### Document section
+ + + + +
Data Serialisation: Converting in-memory data structures into a byte sequence for transmission and storage
JSON (JavaScript Object Notation): A human-readable text format for structured data; verbose but universally supported
CBOR (Concise Binary Object Representation): A binary encoding of JSON-like data structures (RFC 7049); 3–10× more compact than JSON
Protocol Buffers (Protobuf): Google’s schema-defined binary serialisation format; very compact and fast but requires shared schema definition
MessagePack: A binary serialisation format compatible with JSON types; more compact than JSON, simpler than Protobuf
Endianness: The byte order in which multi-byte integers are stored or transmitted; big-endian is the network standard (network byte order)
Base64 Encoding: Encoding binary data as ASCII text for transport over text-only channels; adds 33% size overhead
38.1 In 60 Seconds
All digital communication reduces to bits (0s and 1s), grouped into bytes (8 bits). Network speeds are measured in bits per second (bps) while storage uses bytes – a critical distinction (1 MBps = 8 Mbps). IoT devices are severely constrained: LoRaWAN packets carry only 51-242 bytes, and microcontrollers may have just kilobytes of RAM. Understanding data sizing helps you design efficient payloads and calculate transfer times for IoT scenarios.
38.2 Learning Objectives
By the end of this section, you will be able to:
Explain Binary Representation: Explain how bits represent information using only 1s and 0s and convert binary values to decimal equivalents
Calculate Between Units: Convert between bytes, kilobytes, megabytes, gigabytes, and bits using correct multiplication factors
Differentiate Network Speeds: Distinguish between bits per second (network capacity) and bytes per second (storage throughput) and apply the 8x conversion factor
Apply to IoT Contexts: Calculate data transfer requirements, channel utilization, and battery life impact for common IoT scenarios
Compare Encoding Formats: Evaluate JSON, CBOR, Protocol Buffers, and custom binary encoding against IoT payload constraints
38.3 Prerequisites
Before diving into this chapter, you should be familiar with:
Networking Basics: Understanding fundamental networking concepts and terminology
Why Data Representation Matters for IoT
Every byte counts in IoT. Constrained devices have limited memory (often kilobytes, not megabytes), and wireless protocols like LoRaWAN support only 51-242 bytes per packet. Understanding how data is represented and sized helps you design efficient IoT systems that work within these constraints.
+ + + + +
### Task requirements
1. Answer these questions from the page on data representation for IoT:
(a) How much size overhead does Base64 encoding add?
(b) How many bytes can a single LoRaWAN packet carry?
(c) Which byte order is the network standard?
2. Repeat word for word the part of the data representation page starting with "Base64 Encoding: Encoding" and going on through "for IoT scenarios.".
The material plays no part in any of this.

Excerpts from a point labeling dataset
+ + + + +
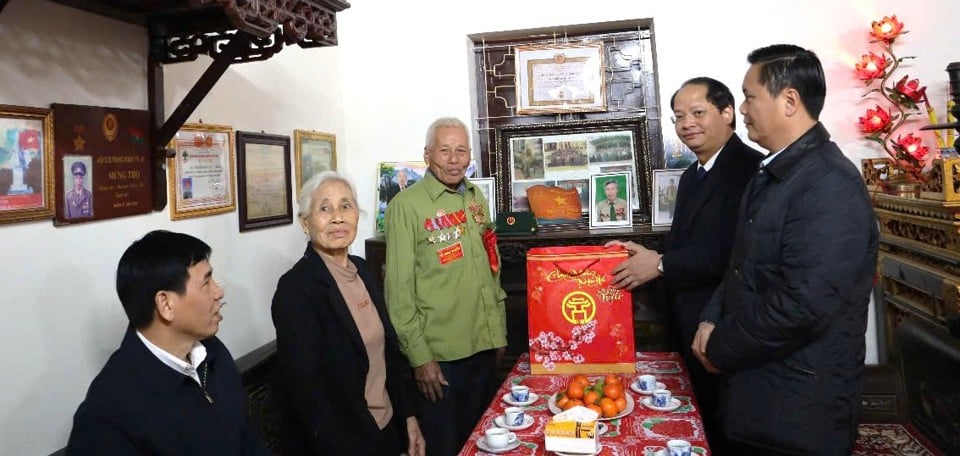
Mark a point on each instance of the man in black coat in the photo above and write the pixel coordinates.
(788, 322)
(697, 249)
(172, 387)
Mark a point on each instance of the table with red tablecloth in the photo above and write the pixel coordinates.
(643, 432)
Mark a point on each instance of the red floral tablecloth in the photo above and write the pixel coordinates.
(643, 432)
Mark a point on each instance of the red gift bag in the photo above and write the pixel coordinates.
(577, 321)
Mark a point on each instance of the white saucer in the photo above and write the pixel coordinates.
(635, 386)
(482, 445)
(527, 422)
(673, 405)
(531, 399)
(599, 447)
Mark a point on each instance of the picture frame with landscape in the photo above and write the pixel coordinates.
(566, 154)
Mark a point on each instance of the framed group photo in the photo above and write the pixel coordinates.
(610, 200)
(313, 153)
(26, 164)
(665, 182)
(559, 78)
(263, 164)
(201, 174)
(567, 154)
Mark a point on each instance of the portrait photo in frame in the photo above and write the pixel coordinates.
(559, 78)
(487, 186)
(263, 170)
(201, 175)
(313, 152)
(566, 154)
(665, 183)
(610, 200)
(26, 164)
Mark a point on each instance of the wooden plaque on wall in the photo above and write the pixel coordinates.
(102, 160)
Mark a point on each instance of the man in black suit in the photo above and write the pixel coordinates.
(697, 249)
(172, 387)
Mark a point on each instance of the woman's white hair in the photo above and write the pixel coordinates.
(305, 201)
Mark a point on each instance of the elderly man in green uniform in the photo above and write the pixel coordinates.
(79, 199)
(443, 290)
(612, 208)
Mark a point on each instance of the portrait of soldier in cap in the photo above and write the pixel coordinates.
(79, 199)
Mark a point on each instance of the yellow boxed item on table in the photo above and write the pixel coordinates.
(572, 431)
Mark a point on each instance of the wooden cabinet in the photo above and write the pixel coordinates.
(650, 326)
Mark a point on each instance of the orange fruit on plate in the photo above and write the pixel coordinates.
(608, 407)
(591, 397)
(582, 380)
(612, 391)
(621, 404)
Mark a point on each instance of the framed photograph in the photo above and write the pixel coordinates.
(313, 153)
(567, 154)
(559, 78)
(665, 182)
(610, 200)
(394, 177)
(201, 175)
(487, 185)
(26, 164)
(263, 164)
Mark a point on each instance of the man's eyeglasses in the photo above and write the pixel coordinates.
(696, 114)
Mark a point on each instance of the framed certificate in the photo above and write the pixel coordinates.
(313, 153)
(26, 164)
(665, 182)
(264, 197)
(200, 177)
(560, 78)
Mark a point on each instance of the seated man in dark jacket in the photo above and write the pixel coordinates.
(172, 387)
(788, 321)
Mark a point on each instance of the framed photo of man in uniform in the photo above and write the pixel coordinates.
(665, 182)
(610, 205)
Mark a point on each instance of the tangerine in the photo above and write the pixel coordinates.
(612, 391)
(591, 397)
(608, 407)
(582, 380)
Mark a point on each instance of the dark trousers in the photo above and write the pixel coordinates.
(447, 423)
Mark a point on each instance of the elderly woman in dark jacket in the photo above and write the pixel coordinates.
(344, 386)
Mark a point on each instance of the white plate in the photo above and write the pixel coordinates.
(531, 399)
(648, 403)
(635, 386)
(500, 421)
(599, 447)
(552, 405)
(482, 445)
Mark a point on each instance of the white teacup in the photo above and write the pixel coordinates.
(647, 383)
(661, 398)
(513, 416)
(678, 448)
(520, 393)
(498, 438)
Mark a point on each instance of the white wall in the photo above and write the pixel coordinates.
(378, 90)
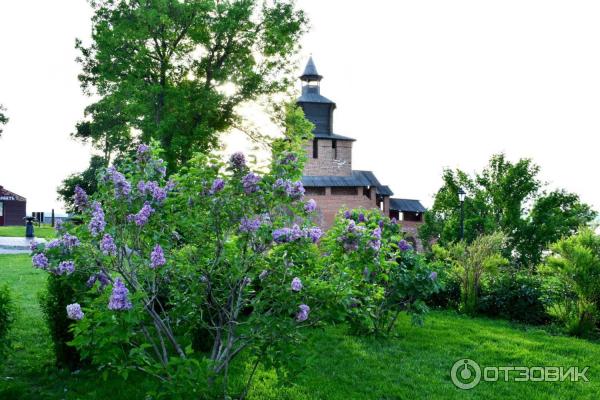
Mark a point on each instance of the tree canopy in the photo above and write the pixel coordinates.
(175, 70)
(510, 198)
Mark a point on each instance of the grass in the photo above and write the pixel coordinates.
(332, 364)
(44, 231)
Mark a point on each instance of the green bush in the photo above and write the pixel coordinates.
(61, 291)
(515, 296)
(7, 316)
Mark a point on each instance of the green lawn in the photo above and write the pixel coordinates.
(44, 231)
(333, 365)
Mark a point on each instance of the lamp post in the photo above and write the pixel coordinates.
(461, 198)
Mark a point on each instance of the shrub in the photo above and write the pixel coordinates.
(7, 317)
(60, 292)
(377, 273)
(220, 251)
(517, 296)
(575, 262)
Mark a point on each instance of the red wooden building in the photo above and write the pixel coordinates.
(12, 208)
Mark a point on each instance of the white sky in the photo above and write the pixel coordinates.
(421, 85)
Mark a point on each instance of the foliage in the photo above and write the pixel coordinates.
(3, 118)
(505, 197)
(576, 262)
(515, 295)
(220, 247)
(59, 293)
(87, 180)
(175, 71)
(377, 273)
(473, 262)
(7, 317)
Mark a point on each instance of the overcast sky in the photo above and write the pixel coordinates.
(421, 85)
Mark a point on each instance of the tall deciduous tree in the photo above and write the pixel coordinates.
(175, 70)
(510, 198)
(3, 118)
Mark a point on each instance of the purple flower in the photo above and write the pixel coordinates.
(122, 186)
(217, 186)
(70, 241)
(97, 223)
(296, 284)
(249, 225)
(157, 257)
(295, 190)
(237, 160)
(250, 182)
(288, 158)
(141, 218)
(80, 198)
(65, 267)
(143, 152)
(119, 299)
(314, 233)
(403, 245)
(33, 245)
(53, 244)
(40, 261)
(107, 245)
(310, 205)
(100, 277)
(303, 313)
(74, 312)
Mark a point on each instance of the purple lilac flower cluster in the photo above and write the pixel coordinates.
(143, 152)
(296, 284)
(375, 242)
(70, 241)
(295, 190)
(97, 223)
(53, 244)
(80, 199)
(351, 236)
(74, 312)
(288, 158)
(250, 182)
(403, 245)
(248, 225)
(119, 298)
(122, 185)
(157, 257)
(141, 218)
(100, 277)
(237, 160)
(40, 261)
(65, 267)
(303, 313)
(217, 186)
(310, 206)
(108, 246)
(158, 194)
(286, 235)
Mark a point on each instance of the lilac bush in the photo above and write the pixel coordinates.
(378, 273)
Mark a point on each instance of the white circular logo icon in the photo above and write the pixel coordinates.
(465, 374)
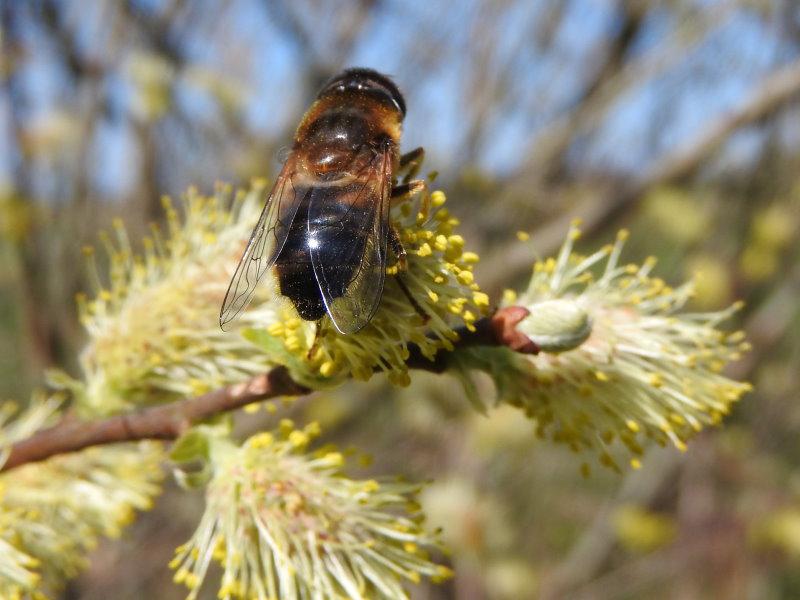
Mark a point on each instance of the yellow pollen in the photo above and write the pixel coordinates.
(327, 368)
+ + + + +
### Outputs in order
1.
(a) 33%
(b) 51-242 bytes
(c) Big-endian

2.
Base64 Encoding: Encoding binary data as ASCII text for transport over text-only channels; adds 33% size overhead
38.1 In 60 Seconds
All digital communication reduces to bits (0s and 1s), grouped into bytes (8 bits). Network speeds are measured in bits per second (bps) while storage uses bytes – a critical distinction (1 MBps = 8 Mbps). IoT devices are severely constrained: LoRaWAN packets carry only 51-242 bytes, and microcontrollers may have just kilobytes of RAM. Understanding data sizing helps you design efficient payloads and calculate transfer times for IoT scenarios.